*** Opening of EXERCISE PASSAGE ***

GitPitch: Revamping My Slide Decks

Over the past few months, I’ve started transitioning my slide decks to GitPitch.  I’ve used reveal.js for years and enjoyed being able to put together presentations in HTML format.  I can run these slides in any browser (or even phones) and don’t have to worry about Power Point messing up when I go to presentation mode.  I also get the ability to transition up and down as well as left and right, which lets me “drill into” topics.  For example, from my Genetic Algorithms talk:

If I want to go into a topic, I can slide down; if I need to skip it for time, I can bypass the section.

GitPitch also uses Reveal, so many of the skills that I’ve built up still work for me.  But there are a few compelling reasons for me to migrate.

Reasons For Moving To GitPitch

So why did I move to GitPitch?  It started with an offer to Microsoft MVPs where they offer a free year of GitPitch Pro.  For transparency purposes, I am taking advantage of that free year.  After the year is up, I’m going to start paying for the service, but I did get it for free.

So why did I make the jump?  There are a few reasons.

Background Images

One of the best features of GitPitch (and a reason I went with Pro over the Free edition) is the ability to use a background image and set the transparency level.  This lets me add flavor to my slide decks without overwhelming the audience:

There are a number of good sources for getting free images you can use for these purposes, including UnsplashCreative Commons Search, and SkyPixel for drone photos.  I’m also working to introduce my own photography when it makes sense.


Reveal.js uses HTML to build slides, but GitPitch uses Markdown.  Markdown is a fairly easy syntax to pick up and is a critical part of Jupyter Notebooks.

To build the slide above, the markdown looks like this:


### Outlook


No HTML and it’s pretty easy to make changes.  Because it’s a text-based format, major changes are also pretty easy to find-and-replace, something hard to do with Power Point.


Recently, I did a presentation on Naive Bayes classifiers.  To display math, we can use MathJax.  Here’s an example slide:


### Applying Bayes' Theorem

Supposing multiple inputs, we can combine them together like so:

`$P(B|A) = \dfrac{P(x_1|B) * P(x_2|B) * ... * P(x_n|B)}{P(A)}$`

This is because we assume that the inputs are **independent** from one another.

Given `$B_1, B_2, ..., B_N$` as possible classes, we want to find the `$B_i$` with the highest probability.

And here’s how it looks:

I’m definitely not very familiar with MathJax, but there are online editors to help you out.

Code Samples

Another cool feature is the ability to include code samples:

What’s really cool is the ability to walk through step by step:


if(!require(naivebayes)) {
if(!require(caret)) {


irisr <- iris[sample(nrow(iris)),]
irisr <- irisr[sample(nrow(irisr)),]

iris.train <- irisr[1:120,]
iris.test <- irisr[121:150,]

nb <- naivebayes::naive_bayes(Species ~ ., data = iris.train)
#plot(nb, ask=TRUE)

*** Close of EXERCISE PASSAGE ***
*** Opening of PROVIDED DATA ***

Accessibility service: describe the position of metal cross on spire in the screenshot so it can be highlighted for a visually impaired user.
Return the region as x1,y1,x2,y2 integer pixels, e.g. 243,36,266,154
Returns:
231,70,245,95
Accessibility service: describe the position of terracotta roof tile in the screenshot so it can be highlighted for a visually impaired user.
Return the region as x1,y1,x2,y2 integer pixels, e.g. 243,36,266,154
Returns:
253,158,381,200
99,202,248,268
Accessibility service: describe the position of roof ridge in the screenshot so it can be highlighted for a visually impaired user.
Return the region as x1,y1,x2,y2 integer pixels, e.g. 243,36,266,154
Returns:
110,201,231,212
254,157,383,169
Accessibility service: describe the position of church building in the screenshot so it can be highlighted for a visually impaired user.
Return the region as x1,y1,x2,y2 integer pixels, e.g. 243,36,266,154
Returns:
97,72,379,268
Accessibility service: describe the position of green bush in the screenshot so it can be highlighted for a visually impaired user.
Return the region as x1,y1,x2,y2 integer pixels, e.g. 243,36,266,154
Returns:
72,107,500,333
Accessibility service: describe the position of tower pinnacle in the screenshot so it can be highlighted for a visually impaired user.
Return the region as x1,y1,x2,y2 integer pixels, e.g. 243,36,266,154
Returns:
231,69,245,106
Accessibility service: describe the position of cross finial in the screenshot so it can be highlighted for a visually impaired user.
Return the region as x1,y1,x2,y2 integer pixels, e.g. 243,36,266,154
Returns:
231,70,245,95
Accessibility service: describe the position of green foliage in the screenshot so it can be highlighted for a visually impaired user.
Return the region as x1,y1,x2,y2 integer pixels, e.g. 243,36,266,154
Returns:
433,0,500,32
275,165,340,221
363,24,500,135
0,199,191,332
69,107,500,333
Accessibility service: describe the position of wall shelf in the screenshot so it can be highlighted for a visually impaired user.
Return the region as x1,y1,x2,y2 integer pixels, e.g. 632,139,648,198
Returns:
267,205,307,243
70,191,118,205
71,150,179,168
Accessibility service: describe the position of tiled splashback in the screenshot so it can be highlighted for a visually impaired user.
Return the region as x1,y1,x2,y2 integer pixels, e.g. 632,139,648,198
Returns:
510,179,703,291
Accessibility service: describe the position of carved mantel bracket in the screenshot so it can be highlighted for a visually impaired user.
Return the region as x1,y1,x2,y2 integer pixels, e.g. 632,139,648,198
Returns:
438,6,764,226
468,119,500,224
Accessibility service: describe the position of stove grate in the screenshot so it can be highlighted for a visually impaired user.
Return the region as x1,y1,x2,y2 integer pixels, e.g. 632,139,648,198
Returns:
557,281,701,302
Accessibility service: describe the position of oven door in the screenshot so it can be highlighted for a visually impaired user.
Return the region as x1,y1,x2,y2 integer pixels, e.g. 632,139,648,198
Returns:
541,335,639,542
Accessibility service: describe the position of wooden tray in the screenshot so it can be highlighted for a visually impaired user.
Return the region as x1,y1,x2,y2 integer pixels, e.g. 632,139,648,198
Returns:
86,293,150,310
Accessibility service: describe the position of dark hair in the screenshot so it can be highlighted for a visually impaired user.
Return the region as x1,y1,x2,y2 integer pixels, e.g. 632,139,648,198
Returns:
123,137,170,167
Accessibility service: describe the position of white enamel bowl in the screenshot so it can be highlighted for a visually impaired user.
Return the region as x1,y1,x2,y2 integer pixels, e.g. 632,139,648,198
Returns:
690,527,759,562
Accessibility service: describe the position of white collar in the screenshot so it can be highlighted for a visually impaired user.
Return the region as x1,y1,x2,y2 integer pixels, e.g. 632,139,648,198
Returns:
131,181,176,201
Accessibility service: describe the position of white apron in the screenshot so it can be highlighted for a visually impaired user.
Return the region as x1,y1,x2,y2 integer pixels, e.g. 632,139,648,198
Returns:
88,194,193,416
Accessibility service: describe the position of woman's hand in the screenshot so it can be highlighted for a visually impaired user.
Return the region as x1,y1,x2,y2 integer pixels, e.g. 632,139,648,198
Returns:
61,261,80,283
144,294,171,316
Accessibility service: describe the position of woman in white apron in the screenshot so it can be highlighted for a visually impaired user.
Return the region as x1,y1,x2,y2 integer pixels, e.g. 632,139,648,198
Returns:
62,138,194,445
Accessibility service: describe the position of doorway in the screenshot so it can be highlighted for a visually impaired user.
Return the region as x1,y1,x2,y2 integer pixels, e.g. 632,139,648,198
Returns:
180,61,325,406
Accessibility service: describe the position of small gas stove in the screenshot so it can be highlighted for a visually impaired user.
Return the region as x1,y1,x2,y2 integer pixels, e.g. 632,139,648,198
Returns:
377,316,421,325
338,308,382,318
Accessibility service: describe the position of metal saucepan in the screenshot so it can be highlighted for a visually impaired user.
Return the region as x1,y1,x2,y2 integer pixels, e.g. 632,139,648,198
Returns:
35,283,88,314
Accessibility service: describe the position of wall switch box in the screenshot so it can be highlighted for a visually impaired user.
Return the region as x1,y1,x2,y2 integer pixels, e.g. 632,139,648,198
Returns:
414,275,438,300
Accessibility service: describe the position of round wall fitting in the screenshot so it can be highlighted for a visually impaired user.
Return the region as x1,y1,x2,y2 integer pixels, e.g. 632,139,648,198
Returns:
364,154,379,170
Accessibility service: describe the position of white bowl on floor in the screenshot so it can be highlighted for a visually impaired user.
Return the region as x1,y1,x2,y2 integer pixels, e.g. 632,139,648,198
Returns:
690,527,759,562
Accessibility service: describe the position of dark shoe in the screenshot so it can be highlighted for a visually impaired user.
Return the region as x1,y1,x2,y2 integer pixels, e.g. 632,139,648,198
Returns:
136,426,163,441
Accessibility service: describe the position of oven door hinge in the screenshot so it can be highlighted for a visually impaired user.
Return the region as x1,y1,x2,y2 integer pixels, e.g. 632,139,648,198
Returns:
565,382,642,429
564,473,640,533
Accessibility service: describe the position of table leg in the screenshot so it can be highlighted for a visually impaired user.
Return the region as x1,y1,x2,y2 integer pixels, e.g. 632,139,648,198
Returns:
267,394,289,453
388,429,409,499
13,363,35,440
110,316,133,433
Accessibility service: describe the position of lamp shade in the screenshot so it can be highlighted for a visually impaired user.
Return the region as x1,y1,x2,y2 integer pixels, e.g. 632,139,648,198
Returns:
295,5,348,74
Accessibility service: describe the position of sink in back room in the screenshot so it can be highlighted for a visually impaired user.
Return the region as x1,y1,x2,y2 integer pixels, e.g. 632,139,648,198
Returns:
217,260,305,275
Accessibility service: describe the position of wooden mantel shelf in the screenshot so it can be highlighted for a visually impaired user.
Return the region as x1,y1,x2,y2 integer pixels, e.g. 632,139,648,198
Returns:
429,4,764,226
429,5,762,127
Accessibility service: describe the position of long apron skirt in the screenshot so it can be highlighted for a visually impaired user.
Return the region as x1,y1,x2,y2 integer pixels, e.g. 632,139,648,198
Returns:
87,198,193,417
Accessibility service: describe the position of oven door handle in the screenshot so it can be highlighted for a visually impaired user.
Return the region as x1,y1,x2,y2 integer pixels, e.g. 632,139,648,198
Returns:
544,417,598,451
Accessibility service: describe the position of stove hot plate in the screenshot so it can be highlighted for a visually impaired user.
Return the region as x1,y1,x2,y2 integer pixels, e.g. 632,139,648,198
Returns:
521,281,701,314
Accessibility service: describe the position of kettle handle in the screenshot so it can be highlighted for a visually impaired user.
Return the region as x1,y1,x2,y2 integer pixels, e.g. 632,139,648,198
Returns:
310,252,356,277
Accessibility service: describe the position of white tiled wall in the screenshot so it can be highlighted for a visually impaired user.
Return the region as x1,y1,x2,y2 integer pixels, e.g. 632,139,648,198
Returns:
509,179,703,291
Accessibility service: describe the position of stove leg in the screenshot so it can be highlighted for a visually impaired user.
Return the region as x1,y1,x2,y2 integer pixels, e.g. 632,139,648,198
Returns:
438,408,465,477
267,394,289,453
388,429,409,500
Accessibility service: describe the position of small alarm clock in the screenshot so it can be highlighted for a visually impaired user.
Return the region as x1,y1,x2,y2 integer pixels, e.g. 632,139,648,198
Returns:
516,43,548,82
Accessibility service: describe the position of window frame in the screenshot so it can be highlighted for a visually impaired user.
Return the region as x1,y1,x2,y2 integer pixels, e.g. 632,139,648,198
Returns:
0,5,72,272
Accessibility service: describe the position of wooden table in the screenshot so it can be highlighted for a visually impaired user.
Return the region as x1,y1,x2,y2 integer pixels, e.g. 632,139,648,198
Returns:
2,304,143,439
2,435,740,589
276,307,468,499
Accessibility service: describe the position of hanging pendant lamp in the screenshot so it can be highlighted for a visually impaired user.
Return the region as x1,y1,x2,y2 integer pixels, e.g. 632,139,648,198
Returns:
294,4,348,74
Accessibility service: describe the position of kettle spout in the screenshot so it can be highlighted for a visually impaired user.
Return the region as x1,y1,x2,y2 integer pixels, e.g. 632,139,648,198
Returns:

*** Close of PROVIDED DATA ***

- **ACTIVITIES**
[a] Summarize the GitPitch post in two sentences.
[b] Answer these questions from the GitPitch post:
(i) What offer started the author's move to GitPitch?
(ii) Which syntax does GitPitch use to build slides, where reveal.js uses HTML?
(iii) What was the topic of the recent presentation in which the author used MathJax?
[c] Translate this sentence from the GitPitch post into Spanish: "Markdown is a fairly easy syntax to pick up and is a critical part of Jupyter Notebooks."

- **ANSWERS FOR THE EXERCISE**
[a] The author has been moving slide decks from reveal.js to GitPitch, which also uses Reveal, after taking up a free year of GitPitch Pro offered to Microsoft MVPs. The features cited include background images with adjustable transparency, Markdown in place of HTML, MathJax for displaying math, and code samples that can be walked through step by step.

[b]
(i) A free year of GitPitch Pro offered to Microsoft MVPs.
(ii) Markdown.
(iii) Naive Bayes classifiers.

[c] Markdown es una sintaxis bastante fácil de aprender y es una parte fundamental de los Jupyter Notebooks.